Problem to work on: Rescale the stretch of the listing from the line containing "Task: Locate every instance of window in" through the line containing "[487,236,566,245]", both ends included, and give back every line in it, requests too. Multiply each bounding-box coordinate in the detection output by 1.55 and round to whole numbers, with halves rounded up.
----
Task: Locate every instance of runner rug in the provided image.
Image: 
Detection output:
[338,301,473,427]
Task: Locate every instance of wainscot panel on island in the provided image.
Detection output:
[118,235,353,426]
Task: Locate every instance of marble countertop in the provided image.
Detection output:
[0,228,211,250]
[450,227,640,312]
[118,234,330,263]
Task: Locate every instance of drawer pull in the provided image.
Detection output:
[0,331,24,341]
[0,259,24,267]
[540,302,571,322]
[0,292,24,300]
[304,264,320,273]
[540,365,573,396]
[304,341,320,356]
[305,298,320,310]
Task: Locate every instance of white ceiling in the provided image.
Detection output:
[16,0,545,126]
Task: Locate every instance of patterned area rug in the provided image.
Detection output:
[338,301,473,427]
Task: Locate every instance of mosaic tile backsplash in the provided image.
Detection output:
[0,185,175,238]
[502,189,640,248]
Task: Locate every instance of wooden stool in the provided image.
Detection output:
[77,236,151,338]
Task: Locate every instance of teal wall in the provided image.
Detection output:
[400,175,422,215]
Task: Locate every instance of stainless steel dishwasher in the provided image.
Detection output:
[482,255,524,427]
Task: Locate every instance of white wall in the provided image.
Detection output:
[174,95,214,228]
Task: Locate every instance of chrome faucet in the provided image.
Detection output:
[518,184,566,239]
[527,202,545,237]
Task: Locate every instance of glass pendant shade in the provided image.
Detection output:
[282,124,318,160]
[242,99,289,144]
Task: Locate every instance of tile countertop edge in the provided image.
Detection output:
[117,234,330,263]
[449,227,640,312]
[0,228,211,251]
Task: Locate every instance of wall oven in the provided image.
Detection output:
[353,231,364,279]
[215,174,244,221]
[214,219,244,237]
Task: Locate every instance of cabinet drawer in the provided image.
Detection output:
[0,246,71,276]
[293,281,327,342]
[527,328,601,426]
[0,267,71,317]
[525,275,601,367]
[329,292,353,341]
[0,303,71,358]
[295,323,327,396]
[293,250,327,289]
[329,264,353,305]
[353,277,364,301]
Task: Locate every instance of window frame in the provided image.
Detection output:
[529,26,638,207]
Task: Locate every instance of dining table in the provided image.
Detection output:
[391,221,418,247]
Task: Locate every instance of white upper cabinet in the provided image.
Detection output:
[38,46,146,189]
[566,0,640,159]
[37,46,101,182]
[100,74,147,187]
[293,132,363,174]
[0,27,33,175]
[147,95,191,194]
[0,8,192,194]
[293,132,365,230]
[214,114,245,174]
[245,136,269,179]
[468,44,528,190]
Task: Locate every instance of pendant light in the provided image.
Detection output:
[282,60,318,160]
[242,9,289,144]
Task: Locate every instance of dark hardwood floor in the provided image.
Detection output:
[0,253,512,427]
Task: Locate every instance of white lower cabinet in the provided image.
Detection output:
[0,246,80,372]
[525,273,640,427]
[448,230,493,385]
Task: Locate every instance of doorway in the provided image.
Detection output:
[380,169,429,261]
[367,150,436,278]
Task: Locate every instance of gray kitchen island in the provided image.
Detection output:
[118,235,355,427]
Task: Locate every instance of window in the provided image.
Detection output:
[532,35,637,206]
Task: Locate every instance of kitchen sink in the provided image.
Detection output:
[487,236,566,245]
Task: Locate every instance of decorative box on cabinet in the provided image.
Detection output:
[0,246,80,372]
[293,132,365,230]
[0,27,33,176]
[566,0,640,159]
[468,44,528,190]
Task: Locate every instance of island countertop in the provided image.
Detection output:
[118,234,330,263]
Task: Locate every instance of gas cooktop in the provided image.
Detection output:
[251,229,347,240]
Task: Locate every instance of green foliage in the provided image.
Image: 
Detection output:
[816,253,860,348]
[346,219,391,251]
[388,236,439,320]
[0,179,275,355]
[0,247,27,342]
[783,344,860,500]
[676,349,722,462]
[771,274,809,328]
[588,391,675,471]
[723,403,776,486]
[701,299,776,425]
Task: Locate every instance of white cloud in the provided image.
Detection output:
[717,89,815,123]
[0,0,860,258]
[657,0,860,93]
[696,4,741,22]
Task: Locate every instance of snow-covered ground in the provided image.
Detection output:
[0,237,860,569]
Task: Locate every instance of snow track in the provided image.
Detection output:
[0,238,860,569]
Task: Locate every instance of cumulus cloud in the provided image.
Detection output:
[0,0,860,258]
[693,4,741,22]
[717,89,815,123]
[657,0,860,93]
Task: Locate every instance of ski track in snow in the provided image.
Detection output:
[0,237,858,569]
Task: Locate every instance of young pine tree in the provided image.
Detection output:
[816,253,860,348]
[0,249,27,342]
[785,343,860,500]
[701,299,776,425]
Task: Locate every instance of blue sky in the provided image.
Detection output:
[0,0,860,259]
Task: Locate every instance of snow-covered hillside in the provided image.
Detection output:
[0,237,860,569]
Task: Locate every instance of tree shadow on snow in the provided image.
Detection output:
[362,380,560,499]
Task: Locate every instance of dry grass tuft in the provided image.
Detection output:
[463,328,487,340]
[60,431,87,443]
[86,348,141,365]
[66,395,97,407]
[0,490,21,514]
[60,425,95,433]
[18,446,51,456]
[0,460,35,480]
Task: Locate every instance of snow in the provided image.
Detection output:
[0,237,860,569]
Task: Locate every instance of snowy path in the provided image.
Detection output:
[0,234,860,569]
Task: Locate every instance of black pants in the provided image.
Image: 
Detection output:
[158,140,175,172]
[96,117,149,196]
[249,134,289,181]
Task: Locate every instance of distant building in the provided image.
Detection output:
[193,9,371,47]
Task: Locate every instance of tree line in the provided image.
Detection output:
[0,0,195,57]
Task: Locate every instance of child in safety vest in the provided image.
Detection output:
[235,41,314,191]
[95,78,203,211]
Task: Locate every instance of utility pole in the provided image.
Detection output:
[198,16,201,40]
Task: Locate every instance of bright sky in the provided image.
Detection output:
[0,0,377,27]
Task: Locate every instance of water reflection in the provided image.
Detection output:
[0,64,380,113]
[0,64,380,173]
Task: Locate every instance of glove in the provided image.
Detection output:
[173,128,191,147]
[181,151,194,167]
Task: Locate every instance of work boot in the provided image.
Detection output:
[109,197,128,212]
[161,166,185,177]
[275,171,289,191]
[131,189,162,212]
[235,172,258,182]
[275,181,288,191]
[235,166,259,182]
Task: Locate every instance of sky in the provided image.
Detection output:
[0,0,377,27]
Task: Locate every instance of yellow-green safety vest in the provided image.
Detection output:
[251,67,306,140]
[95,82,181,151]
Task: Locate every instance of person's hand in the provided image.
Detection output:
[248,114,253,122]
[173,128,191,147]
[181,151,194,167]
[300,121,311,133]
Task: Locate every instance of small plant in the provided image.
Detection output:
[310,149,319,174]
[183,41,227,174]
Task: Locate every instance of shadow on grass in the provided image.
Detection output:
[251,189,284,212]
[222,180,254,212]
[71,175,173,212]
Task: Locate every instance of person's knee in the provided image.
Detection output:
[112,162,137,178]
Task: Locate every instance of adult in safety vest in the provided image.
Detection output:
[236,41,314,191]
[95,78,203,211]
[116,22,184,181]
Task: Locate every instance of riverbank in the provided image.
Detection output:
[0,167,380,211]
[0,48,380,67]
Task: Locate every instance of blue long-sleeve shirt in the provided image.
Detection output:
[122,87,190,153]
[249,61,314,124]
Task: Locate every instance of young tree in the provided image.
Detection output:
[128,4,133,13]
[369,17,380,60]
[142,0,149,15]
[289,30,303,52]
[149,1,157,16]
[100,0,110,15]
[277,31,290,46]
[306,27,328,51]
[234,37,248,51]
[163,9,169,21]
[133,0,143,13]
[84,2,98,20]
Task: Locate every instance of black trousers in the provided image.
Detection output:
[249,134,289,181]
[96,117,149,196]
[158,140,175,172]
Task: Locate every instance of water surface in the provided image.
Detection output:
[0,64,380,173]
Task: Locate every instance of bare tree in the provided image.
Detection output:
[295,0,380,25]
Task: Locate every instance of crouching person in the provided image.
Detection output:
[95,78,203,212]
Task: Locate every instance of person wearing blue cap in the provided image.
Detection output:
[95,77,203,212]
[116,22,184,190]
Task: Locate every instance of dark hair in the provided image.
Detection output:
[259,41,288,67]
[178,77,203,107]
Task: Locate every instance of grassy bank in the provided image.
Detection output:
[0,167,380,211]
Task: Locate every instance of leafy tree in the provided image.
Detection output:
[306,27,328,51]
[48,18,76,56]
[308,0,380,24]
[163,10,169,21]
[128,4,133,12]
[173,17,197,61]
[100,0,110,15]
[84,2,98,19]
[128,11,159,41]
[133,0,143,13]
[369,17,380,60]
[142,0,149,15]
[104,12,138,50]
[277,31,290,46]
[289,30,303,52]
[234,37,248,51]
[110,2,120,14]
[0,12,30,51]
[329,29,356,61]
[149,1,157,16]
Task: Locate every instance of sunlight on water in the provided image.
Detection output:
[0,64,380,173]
----
Response:
Task: Locate every instance of window in the provided image.
Detection output:
[825,54,987,319]
Task: Locate every instance of kitchen sink in the provided image.
Detection output:
[755,366,877,380]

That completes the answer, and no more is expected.